:: EXCERPTED RECORDS ::
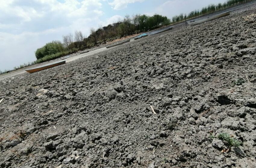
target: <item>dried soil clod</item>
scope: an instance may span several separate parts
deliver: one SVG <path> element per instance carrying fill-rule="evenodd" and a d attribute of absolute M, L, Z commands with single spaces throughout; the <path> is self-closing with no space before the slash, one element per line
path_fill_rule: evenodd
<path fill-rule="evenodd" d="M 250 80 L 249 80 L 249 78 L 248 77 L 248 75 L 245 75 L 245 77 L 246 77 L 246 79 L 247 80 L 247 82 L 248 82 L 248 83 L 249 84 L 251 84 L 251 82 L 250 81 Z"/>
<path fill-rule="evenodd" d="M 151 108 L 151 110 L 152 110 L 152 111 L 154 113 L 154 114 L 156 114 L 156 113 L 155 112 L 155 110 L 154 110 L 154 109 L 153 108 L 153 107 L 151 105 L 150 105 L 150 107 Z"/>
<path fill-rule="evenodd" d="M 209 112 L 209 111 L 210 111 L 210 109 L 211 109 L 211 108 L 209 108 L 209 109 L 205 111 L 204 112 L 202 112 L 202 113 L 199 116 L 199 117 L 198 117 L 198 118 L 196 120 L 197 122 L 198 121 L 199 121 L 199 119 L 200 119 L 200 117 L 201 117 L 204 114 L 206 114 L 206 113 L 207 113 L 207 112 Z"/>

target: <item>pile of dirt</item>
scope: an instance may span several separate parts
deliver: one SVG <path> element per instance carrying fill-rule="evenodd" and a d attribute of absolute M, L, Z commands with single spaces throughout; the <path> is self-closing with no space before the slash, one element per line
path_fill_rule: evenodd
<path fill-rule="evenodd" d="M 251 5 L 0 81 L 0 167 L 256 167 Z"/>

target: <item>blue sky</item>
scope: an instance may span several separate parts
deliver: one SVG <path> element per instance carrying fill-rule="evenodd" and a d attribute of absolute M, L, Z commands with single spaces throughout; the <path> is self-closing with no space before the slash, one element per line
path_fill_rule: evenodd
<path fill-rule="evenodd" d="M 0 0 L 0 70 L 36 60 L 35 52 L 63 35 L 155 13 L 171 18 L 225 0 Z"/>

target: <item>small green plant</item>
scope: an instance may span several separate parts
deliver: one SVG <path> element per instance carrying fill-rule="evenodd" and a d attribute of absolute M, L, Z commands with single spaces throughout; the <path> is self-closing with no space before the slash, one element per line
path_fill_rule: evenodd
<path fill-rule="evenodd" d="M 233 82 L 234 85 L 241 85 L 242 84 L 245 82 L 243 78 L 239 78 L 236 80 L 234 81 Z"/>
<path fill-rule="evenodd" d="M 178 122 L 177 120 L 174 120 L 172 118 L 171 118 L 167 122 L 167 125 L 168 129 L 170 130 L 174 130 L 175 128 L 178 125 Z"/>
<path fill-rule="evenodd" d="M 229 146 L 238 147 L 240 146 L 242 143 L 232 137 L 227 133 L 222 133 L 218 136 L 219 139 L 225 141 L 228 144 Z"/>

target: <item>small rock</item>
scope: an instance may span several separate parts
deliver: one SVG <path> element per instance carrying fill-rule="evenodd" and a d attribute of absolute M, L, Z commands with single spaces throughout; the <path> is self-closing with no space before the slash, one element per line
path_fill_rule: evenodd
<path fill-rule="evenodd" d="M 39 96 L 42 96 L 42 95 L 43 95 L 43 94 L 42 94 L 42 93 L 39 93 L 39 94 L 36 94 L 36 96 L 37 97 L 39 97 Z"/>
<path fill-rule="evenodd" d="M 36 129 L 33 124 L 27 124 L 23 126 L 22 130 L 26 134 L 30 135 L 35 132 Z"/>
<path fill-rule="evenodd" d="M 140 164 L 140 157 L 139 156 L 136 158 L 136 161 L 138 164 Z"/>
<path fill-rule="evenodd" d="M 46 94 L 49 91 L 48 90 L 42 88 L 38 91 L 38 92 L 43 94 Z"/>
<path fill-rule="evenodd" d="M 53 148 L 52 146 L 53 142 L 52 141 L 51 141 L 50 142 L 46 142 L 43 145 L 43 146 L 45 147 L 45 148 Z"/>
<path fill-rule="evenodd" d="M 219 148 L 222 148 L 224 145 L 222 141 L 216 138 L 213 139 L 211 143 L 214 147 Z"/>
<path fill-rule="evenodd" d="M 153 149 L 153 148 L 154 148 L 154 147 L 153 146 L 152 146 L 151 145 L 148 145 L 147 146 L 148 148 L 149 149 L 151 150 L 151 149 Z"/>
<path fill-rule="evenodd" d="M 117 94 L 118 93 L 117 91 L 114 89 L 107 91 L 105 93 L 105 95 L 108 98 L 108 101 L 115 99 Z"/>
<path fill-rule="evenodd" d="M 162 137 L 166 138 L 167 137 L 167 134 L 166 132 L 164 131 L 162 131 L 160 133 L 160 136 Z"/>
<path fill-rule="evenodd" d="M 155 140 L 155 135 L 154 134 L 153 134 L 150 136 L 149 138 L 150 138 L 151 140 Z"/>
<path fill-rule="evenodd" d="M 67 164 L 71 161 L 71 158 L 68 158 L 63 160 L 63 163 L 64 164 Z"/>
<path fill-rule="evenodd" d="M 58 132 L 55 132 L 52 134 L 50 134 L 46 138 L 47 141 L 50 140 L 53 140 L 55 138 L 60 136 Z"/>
:::
Swap "pile of dirt" for "mound of earth" throughout the lines above and write them out again with nothing else changed; please leave the pictures out.

target: <item>dried soil clod</item>
scope: an instance may span several separate parts
deliver: one SVG <path> element per instance carrying fill-rule="evenodd" and a d attribute of absolute M, L, Z commands with single spaces throughout; the <path> is self-closing with no space before the slash, one element per line
path_fill_rule: evenodd
<path fill-rule="evenodd" d="M 250 80 L 249 80 L 249 78 L 248 77 L 248 75 L 245 75 L 245 77 L 246 77 L 246 79 L 247 80 L 247 82 L 248 82 L 248 83 L 249 84 L 251 84 L 251 82 L 250 81 Z"/>
<path fill-rule="evenodd" d="M 151 108 L 151 110 L 152 110 L 152 111 L 154 113 L 154 114 L 156 114 L 156 113 L 155 112 L 155 110 L 154 110 L 154 109 L 153 108 L 153 107 L 151 105 L 150 105 L 150 107 Z"/>
<path fill-rule="evenodd" d="M 209 112 L 209 111 L 210 111 L 210 109 L 211 109 L 211 108 L 209 108 L 209 109 L 205 111 L 204 112 L 202 112 L 202 113 L 199 116 L 199 117 L 198 117 L 198 118 L 196 120 L 197 122 L 198 121 L 199 121 L 199 119 L 200 119 L 200 117 L 201 117 L 204 114 L 206 114 L 206 113 L 207 113 L 207 112 Z"/>

target: <item>mound of earth</item>
scope: an instance may span several separate parts
deliver: one SVG <path> element per instance carrying fill-rule="evenodd" and a d attribute of absolute M, L, Z commands with single spaces throughout; the <path> is self-closing with no space before the slash, one element per line
path_fill_rule: evenodd
<path fill-rule="evenodd" d="M 251 5 L 0 81 L 0 167 L 256 167 Z"/>

target: <item>blue sky</item>
scope: an instance may span several separate parts
deliver: one SVG <path> element per instance carrying fill-rule="evenodd" and a d attribute of absolute M, L, Z commands with single spaces throughout; the <path> is self-closing with no space before the slash, one element per line
path_fill_rule: evenodd
<path fill-rule="evenodd" d="M 0 0 L 0 70 L 36 60 L 35 52 L 63 35 L 155 13 L 171 18 L 225 0 Z"/>

target: <item>small green plant</item>
scope: an instance may span several separate parts
deliver: one SVG <path> element per instance carrying fill-rule="evenodd" and a d attribute of absolute M, L, Z commands with single spaces throughout; the <path> is self-closing with no space before the slash, one element per line
path_fill_rule: evenodd
<path fill-rule="evenodd" d="M 233 82 L 234 85 L 241 85 L 242 84 L 245 82 L 243 78 L 239 78 L 236 80 L 234 81 Z"/>
<path fill-rule="evenodd" d="M 178 122 L 177 120 L 174 120 L 172 118 L 171 118 L 167 122 L 167 125 L 168 129 L 170 130 L 174 130 L 175 128 L 178 125 Z"/>
<path fill-rule="evenodd" d="M 229 146 L 238 147 L 240 146 L 242 143 L 232 137 L 227 133 L 222 133 L 218 136 L 219 139 L 225 141 L 228 144 Z"/>

target: <item>small rock</item>
scope: an instance may span several separate parts
deliver: one SVG <path> element per instance carrying fill-rule="evenodd" and a d attribute of absolute M, L, Z commands with single spaces throughout; the <path> is self-closing with no space before the slash, one element per line
path_fill_rule: evenodd
<path fill-rule="evenodd" d="M 39 96 L 42 96 L 42 95 L 43 95 L 43 94 L 42 94 L 42 93 L 39 93 L 39 94 L 36 94 L 36 96 L 37 97 L 39 97 Z"/>
<path fill-rule="evenodd" d="M 36 129 L 33 124 L 27 124 L 23 126 L 22 130 L 26 134 L 30 135 L 35 132 Z"/>
<path fill-rule="evenodd" d="M 140 164 L 140 157 L 139 156 L 136 158 L 136 161 L 138 164 Z"/>
<path fill-rule="evenodd" d="M 46 94 L 49 91 L 48 90 L 42 88 L 38 91 L 38 92 L 43 94 Z"/>
<path fill-rule="evenodd" d="M 53 148 L 52 146 L 53 142 L 52 141 L 51 141 L 50 142 L 46 142 L 43 145 L 43 146 L 45 147 L 45 148 Z"/>
<path fill-rule="evenodd" d="M 219 148 L 222 148 L 224 145 L 222 141 L 216 138 L 213 139 L 211 143 L 214 147 Z"/>
<path fill-rule="evenodd" d="M 153 149 L 153 148 L 154 148 L 154 147 L 153 146 L 152 146 L 151 145 L 148 145 L 147 146 L 148 148 L 149 149 L 151 150 L 151 149 Z"/>
<path fill-rule="evenodd" d="M 117 94 L 118 93 L 117 91 L 114 89 L 107 91 L 105 93 L 105 95 L 108 98 L 108 101 L 115 99 Z"/>
<path fill-rule="evenodd" d="M 162 137 L 166 138 L 167 137 L 167 134 L 166 132 L 164 131 L 162 131 L 160 133 L 160 136 Z"/>
<path fill-rule="evenodd" d="M 155 140 L 155 135 L 154 134 L 153 134 L 150 136 L 149 138 L 150 138 L 151 140 Z"/>
<path fill-rule="evenodd" d="M 67 164 L 71 161 L 71 158 L 68 158 L 63 160 L 63 163 L 64 164 Z"/>
<path fill-rule="evenodd" d="M 58 132 L 55 132 L 52 134 L 50 134 L 46 138 L 47 141 L 50 140 L 53 140 L 55 138 L 60 136 Z"/>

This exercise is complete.